Could you output every line of the data below verbatim, leaving out the pictures?

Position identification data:

--- START ---

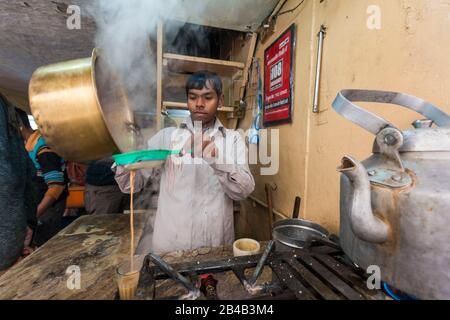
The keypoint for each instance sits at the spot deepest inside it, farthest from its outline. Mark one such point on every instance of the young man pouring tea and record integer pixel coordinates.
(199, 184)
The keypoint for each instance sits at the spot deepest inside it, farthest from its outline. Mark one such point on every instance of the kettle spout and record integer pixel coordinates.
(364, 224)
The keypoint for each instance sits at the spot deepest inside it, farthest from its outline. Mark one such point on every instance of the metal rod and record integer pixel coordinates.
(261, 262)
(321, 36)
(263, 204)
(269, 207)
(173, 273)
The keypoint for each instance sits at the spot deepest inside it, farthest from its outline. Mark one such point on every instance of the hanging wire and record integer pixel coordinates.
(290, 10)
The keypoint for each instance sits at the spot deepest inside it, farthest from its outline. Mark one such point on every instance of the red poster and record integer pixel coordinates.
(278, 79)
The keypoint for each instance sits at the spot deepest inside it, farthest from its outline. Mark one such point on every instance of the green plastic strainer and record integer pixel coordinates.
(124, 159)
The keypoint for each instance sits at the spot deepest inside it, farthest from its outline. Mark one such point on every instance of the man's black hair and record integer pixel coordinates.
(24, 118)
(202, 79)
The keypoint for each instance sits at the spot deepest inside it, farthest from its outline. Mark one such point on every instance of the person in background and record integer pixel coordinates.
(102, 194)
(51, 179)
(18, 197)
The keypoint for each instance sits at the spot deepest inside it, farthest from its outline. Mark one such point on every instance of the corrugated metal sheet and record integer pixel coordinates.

--- END ---

* SOLUTION TO THIS TASK:
The keypoint for each instance sits at the spot deepest inside it, farthest from its outline. Mark one such point on every instance of the young man pouring tea and record integer pixel coordinates.
(199, 184)
The keypoint for each instance sits at the spot deepest inside it, farthest from its outline. Mark one such point on every instance of the kettle spout and record integer pixel coordinates.
(364, 224)
The keypoint for each instance sits at the spot deepest inside it, farthest from its outline. Mark one such point on every instance of the metal rod and record integer pixel coordinates.
(261, 262)
(321, 36)
(263, 204)
(269, 207)
(173, 273)
The keypoint for each instance sits at the spot deepest inside it, farthest from its outline. Mark one such point on every instance of the hanging wire and record integer pixel coordinates.
(290, 10)
The keypoint for each instance sits at the spot deepest inside it, farthest from its outline. Mark one such point on every instance of the red poster and record integer pixel coordinates.
(278, 79)
The keypoint for each instance sits at the spot deepest inside it, farthest from its outline. Mark one such point on every instance of the green plastic strainer and record integer pixel coordinates.
(124, 159)
The keypoint for each instance sits at the spot deepest inside it, farthest from its outline. Mark one such point on every instance of the man's black hair and record integer pixel coordinates.
(24, 118)
(202, 79)
The keypoint for each instance sits at the spot deepest inside it, farthest from its outline. Mark one such point on every instance of the person in background and record integer pixel coordinates.
(102, 194)
(51, 179)
(18, 197)
The keypoint for each instance sits at the spot deepest inside it, farthest from its outline. Mark one such point on every instance of the corrugated metal sheet and record integer pixel coordinates.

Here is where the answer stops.